# [Exercise]
Every line of the material that mentions the word "woman" should be copied out.

# [Entries provided]
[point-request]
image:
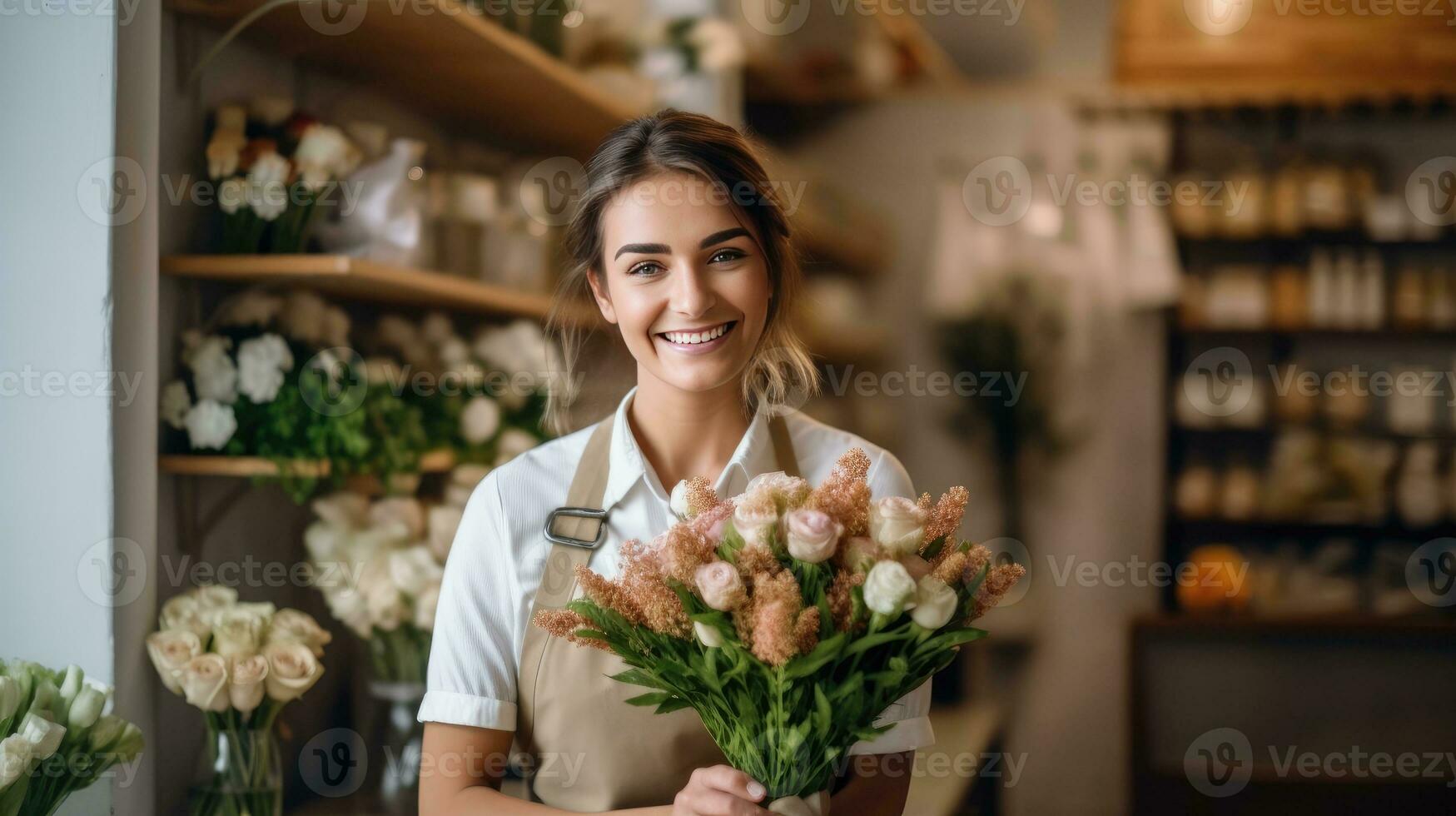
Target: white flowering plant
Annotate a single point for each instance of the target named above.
(56, 736)
(239, 664)
(271, 168)
(789, 617)
(262, 381)
(379, 565)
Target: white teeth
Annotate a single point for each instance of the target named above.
(693, 338)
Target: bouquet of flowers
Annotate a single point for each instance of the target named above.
(271, 167)
(379, 565)
(56, 736)
(789, 617)
(241, 664)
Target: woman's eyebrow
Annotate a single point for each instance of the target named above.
(721, 236)
(644, 250)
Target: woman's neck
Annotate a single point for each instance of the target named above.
(686, 433)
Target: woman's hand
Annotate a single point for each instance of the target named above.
(719, 790)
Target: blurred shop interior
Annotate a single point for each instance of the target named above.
(1200, 388)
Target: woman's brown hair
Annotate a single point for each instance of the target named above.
(781, 369)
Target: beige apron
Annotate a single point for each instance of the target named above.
(590, 751)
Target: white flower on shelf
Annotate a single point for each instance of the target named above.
(174, 404)
(214, 376)
(210, 425)
(261, 365)
(480, 420)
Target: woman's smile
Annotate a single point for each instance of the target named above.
(698, 340)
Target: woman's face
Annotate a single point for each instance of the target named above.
(686, 281)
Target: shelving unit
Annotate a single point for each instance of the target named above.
(361, 280)
(443, 58)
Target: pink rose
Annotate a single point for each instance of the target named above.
(812, 534)
(896, 524)
(719, 585)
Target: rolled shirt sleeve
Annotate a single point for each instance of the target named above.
(910, 713)
(472, 656)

# [Your response]
Target: woman's eyebrow
Target: woman's neck
Target: woman's hand
Target: woman's brown hair
Target: woman's smile
Target: woman's face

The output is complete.